In 2003, B.C.'s press yawned at the Premier's crime, small town radio fought for survival, and Rafe tasted ratings revenge.

Ian King 21 Dec 2003TheTyee.ca

Gordon Campbell's drunken escapade grabbed the headlines at the top of the year. Very briefly, I might add. Yes, the Pissed Premier's mug shots made front pages - as they did across the country. Our province's newspapers, though, quietly declared the story played out by the end of January, two weeks after the Premier was pulled over. Questions about his fitness, as a convicted criminal, to govern were briefly raised, then dismissed. What drinking and driving said about the man's judgment never was seriously considered.

The story of Premier Under the Influence made the Vancouver Sun rediscover a commitment to getting reliable sources and accounts. What else could explain the Sun's decision to spike a Petti Fong story about the premier's night in the Maui drunk tank?

Sun editor Patricia Graham later claimed that Fong's story never made the paper because it was a single-sourced story, one where the source had a criminal record and a history of amnesia. One might think that the Sun would tell its reporters to dig deeper and get some accounts to corroborate the story. This is not some ordinary DUI; it's the province's chief executive. No dice. The story was dead - until it was leaked to Terminal City's Brian Salmi, the Vancouver Courier's Allen Garr, and Monday Magazine in Victoria.

Mair's revenge tastes Good

Vancouver's broadcasting brass should be thankful that Pat Burns, Jack Webster, and Doug Collins are no longer with us. Those three firebrands wouldn't approve of what passes for talk radio these days. What would Webster say about B.C.'s number one news and talk station boasts the safe and inoffensive Bill Good and Jennifer Mather as its stars? I'd guess "Rubbish!"

When CKNW gave ratings champ Rafe Mair the boot, it signalled a commitment to blandness at the once-proud station. Aside from weekender Peter Warren, 'NW's  lineup has none of the orneriness or unpredictability - or the willingness to take unpopular stands - that makes for good, entertaining, talk radio. These days, the former Top Dog's schedule is dominated by the fiscal conservative/social moderate opinion that offends as few people as possible. Gordon Campbell? Good. Animal welfare? Like it. Welfare for humans? Encourages dependency. Drugs? Bad. Unions? Put them in their place.

You, too, can play the super-simple game of "guess what Billifer will say next." I'd advise against it.

▶ **EXERCISE BRIEF**: In the column, what reason did Vancouver Sun editor Patricia Graham give for Petti Fong's story never making the paper? Rely only on the column above.

▶ **Data entries**:
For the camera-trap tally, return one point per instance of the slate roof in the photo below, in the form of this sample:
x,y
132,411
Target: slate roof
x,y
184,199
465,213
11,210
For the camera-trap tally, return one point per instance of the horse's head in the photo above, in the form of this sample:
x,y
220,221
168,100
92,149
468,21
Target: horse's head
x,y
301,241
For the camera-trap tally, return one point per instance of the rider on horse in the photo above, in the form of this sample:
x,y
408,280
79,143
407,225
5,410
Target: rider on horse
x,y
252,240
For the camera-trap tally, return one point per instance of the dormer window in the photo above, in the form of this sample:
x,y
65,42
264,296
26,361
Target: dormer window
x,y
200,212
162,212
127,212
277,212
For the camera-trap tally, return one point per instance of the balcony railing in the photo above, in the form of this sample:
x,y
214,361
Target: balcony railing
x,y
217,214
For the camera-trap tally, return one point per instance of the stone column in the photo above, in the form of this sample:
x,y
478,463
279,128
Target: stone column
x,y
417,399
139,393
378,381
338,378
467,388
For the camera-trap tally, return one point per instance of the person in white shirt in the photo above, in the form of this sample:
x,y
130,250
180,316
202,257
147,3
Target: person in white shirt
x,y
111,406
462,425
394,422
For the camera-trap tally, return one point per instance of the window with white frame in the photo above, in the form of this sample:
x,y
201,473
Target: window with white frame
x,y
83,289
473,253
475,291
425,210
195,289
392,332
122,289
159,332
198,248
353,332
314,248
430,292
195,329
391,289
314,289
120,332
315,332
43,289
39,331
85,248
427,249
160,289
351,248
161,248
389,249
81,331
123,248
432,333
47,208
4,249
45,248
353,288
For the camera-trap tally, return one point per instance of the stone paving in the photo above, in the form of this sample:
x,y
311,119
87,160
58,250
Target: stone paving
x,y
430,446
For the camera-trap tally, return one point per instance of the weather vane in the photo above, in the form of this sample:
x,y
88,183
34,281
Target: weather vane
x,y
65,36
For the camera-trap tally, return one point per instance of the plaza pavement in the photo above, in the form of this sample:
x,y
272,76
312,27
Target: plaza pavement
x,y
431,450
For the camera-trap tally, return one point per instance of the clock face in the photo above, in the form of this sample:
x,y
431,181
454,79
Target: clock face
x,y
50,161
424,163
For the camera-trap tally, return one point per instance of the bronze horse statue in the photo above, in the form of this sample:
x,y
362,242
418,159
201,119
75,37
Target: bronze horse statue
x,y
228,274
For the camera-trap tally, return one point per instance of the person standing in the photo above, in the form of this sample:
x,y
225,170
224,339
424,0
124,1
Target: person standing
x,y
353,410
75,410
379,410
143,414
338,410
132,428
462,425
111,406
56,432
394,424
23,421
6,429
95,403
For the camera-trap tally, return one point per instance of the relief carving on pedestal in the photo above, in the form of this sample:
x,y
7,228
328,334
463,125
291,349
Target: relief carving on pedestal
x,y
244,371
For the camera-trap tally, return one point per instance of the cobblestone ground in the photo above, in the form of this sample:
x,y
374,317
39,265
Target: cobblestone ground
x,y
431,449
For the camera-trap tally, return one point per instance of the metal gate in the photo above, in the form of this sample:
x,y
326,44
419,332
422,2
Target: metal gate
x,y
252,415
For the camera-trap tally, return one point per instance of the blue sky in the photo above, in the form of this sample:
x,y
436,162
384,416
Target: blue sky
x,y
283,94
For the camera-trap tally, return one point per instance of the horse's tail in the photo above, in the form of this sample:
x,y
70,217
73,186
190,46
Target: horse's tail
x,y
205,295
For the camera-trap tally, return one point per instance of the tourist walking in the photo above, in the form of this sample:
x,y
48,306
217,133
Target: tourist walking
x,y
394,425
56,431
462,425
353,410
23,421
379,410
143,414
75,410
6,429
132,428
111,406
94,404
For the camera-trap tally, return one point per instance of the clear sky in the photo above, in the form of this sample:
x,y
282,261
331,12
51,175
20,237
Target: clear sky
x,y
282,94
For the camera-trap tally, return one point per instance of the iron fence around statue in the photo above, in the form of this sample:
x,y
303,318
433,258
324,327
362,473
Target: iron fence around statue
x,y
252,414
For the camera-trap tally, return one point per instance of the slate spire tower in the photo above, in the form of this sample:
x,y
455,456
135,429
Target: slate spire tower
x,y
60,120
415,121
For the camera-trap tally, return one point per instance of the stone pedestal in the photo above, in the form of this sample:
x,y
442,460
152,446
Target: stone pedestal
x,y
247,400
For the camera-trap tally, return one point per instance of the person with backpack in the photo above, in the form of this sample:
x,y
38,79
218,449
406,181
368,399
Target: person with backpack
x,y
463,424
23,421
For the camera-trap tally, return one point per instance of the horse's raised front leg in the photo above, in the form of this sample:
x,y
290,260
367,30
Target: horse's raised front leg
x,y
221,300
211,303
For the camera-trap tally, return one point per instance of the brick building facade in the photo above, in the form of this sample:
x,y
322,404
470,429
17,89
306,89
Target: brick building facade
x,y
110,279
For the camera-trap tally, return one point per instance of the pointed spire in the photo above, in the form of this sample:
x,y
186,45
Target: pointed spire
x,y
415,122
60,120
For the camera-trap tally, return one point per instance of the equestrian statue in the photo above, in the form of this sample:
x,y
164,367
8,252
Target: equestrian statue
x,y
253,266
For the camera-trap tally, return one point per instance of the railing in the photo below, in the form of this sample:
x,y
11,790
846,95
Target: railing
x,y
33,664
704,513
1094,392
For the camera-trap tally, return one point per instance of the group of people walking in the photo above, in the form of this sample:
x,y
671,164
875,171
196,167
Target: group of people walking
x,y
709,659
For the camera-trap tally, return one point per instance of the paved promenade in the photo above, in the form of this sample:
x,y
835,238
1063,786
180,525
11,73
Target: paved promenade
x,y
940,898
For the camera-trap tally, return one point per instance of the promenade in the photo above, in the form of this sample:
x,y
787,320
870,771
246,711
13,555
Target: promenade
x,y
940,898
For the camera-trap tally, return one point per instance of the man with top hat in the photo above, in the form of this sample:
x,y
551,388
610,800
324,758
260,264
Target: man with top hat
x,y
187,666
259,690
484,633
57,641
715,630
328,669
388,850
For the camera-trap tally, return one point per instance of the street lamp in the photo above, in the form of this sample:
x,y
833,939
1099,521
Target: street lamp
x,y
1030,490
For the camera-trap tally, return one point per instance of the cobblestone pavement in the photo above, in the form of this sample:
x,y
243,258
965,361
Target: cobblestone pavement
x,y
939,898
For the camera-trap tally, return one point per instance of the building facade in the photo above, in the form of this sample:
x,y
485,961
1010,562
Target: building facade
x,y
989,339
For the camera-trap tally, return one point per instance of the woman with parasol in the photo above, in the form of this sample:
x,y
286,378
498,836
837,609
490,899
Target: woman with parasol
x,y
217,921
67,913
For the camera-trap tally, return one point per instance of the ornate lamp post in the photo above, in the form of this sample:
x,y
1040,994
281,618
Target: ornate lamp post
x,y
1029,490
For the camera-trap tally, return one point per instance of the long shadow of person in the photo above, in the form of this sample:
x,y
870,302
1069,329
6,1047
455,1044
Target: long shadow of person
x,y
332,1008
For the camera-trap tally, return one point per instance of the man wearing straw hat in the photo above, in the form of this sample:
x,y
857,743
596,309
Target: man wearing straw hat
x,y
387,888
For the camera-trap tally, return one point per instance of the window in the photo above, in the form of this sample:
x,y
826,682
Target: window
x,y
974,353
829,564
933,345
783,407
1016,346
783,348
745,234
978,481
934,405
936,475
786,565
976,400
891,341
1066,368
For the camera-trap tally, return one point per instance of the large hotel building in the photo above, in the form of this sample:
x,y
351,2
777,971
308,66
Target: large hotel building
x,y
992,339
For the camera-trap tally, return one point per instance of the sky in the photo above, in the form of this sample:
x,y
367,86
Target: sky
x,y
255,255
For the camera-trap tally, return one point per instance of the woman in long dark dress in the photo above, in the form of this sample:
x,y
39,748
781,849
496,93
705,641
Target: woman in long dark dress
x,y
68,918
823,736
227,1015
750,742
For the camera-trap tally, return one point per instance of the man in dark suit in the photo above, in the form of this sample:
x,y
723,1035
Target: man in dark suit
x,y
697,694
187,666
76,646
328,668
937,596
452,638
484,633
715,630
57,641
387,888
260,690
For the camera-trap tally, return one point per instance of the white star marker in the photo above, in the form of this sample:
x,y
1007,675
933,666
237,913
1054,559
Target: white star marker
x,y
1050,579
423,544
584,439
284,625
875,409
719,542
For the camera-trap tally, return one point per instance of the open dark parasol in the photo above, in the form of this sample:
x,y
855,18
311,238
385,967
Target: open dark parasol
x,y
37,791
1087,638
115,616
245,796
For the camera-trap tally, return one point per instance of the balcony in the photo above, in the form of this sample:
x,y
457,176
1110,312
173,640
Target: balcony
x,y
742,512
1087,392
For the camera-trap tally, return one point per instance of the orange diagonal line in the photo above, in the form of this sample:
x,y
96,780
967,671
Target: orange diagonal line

▶ **SOLUTION TO THIS EXERCISE**: She said it was a single-sourced story whose source had a criminal record and a history of amnesia.